» TEXT BLOCK:

---+---

Despite the depth of Louisiana’s budget woes and the short length of this year’s legislative session, many of the state’s lawmakers want to embark on contentious debates that stray far from financial matters.
Fights over the Common Core education standards, gay rights, abortion, marijuana and gun laws are all in the queue for the two-month legislative session that begins Monday and must end by June 11.
Lawmakers proposing the nonfiscal issues insist they don’t intend to let their proposals sidetrack the House and Senate from the important work of balancing next year’s budget and finding ways to keep public colleges and health care services from steep reductions. The state faces a $1.6 billion budget shortfall for the fiscal year that begins July 1. Much of the decision-making over which tax changes to make, which fees to raise and which other financial maneuvers to use will be hammered out in closed-door negotiations. For some lawmakers, that means there’s lots of debate time to address other concerns.
The most high-profile, nonfinancial battle involves efforts to yank the Common Core education standards and associated testing from Louisiana’s public school classrooms. A similar push failed last year. The Common Core standards are benchmarks of what students should learn at each grade level in English and math. They’ve been adopted by more than 40 states as a way to better prepare students for college and careers. Opponents say the standards are developmentally inappropriate and part of federal efforts to nationalize education.
Gov. Bobby Jindal has made an attack on Common Core the centerpiece of his thin legislative agenda, and opponents of the multistate standards hope increased public disapproval of Common Core can help change their legislation’s fate this year. Attempts to end use of the standards through legal challenges have failed so far. Also on the rehashed debate front, lawmakers again will consider whether to allow medical marijuana to be dispensed in Louisiana or to lessen penalties for simple marijuana possession. Sheriffs and district attorneys successfully stonewalled the bills last year, but polls show growing public support for the ideas.

---+---

» INFORMATION PROVIDED:
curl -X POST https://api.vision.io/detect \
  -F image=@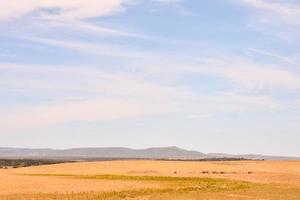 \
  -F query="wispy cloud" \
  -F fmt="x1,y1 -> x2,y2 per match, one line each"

0,63 -> 282,131
240,0 -> 300,26
0,0 -> 126,20
0,0 -> 183,21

---+---

Please continue the article on Louisiana's legislative session from its last sentence, adding the next few paragraphs.

» SOLVED PROBLEM:
Grabbing attention in recent days is a proposal from newly elected Rep. Mike Johnson, R-Bossier City, that seems poised to drag Louisiana into the uproar over religious objection laws that drew national attention in Indiana and Arkansas. Johnson’s “Marriage and Conscience Act” would ban the state from denying licenses, certifications, employment, contracts, benefits or tax deductions because of actions a person takes “in accordance with a religious belief or moral conviction” about marriage.
Johnson says the bill is designed to protect opponents of same-sex marriage from state penalties because of their moral convictions. But LGBT advocacy groups and some legal experts say the proposal would enshrine discrimination against same-sex couples in state law.
Jindal, who is courting Christian conservatives as he builds a likely presidential campaign, has taken Johnson’s side on the legislation, and the issue could become one of the most divisive of the legislative session.
Gay rights organizations will be countering with proposals by Reps. Karen St. Germain, D-Pierre Part, and Austin Badon, D-New Orleans, to extend new protections in state law against discrimination based on sexual orientation or gender identity. Similar measures have gone nowhere in prior sessions.
On another social issue front, new proposals targeting abortion have been pre-filed. Sen. Elbert Guillory, R-Opelousas, is pushing a “personhood” amendment to the state constitution that would declare a fetus is a “human being from the moment of conception.” Rep. Lenar Whitney, R-Houma, wants to prohibit doctors from performing an abortion if they know the woman wants the procedure because of the fetus’ sex.
Other lawmakers want debates on whether police officers should wear body cameras when on duty; whether school boards should have to give elementary school students classroom instruction on firearm safety; and whether to ban people from letting a child 12 years old or younger use an Uzi automatic machine gun. The bills promise to drum up controversy and attention at the Louisiana Capitol over the next two months, even if the financial deals largely get made behind the scenes.
Melinda Deslatte covers the Louisiana State Capitol for The Associated Press.